-- Excerpted records follows --

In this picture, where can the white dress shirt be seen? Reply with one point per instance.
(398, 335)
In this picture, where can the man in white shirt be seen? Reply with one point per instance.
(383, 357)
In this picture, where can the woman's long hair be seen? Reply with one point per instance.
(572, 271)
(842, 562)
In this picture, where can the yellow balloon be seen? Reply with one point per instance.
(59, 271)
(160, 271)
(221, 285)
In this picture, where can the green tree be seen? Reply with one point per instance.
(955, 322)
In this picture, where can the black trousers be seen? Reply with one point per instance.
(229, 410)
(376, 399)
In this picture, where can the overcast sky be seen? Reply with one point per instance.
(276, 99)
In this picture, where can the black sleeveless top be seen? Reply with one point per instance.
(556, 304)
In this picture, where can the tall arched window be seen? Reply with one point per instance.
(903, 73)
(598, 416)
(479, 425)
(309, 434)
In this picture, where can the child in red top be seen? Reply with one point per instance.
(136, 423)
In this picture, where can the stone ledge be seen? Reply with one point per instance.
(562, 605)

-- Excerpted records concluded --
-- Excerpted records follows --

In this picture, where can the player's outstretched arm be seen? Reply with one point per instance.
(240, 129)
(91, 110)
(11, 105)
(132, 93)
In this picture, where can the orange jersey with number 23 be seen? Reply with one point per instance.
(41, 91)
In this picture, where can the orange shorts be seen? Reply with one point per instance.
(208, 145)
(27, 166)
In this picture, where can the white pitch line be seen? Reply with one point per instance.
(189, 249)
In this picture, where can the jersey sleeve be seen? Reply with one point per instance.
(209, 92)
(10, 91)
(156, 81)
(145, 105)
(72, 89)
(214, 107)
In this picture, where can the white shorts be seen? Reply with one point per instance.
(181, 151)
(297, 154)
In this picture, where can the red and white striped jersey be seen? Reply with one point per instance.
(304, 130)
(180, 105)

-- Excerpted records concluded --
-- Excerpted records follows --

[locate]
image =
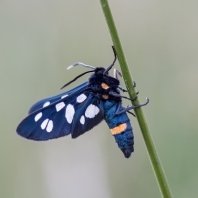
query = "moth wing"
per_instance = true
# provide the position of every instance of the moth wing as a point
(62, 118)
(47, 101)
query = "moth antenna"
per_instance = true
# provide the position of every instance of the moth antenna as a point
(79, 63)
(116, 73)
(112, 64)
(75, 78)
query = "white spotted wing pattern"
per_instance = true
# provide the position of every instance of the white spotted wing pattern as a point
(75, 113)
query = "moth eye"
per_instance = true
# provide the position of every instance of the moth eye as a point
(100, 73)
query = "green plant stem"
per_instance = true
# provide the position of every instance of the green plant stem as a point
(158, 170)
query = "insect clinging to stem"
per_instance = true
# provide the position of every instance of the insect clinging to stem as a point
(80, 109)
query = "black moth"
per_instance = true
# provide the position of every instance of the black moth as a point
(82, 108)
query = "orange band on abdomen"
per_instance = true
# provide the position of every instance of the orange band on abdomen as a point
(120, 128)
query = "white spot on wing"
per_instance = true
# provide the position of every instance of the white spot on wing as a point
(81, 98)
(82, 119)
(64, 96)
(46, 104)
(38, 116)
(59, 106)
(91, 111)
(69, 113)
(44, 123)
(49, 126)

-- Excerpted records concluded --

__Task to complete__.
Copy out every line from the records that has the word "query".

__Task response__.
query = "moth wing"
query = "moth antenna"
query = "white spotted wing pattern"
query = "moth eye"
query = "green plant stem"
query = "insect clinging to stem"
query = "black moth"
query = "orange band on abdomen"
query = "white spot on wing"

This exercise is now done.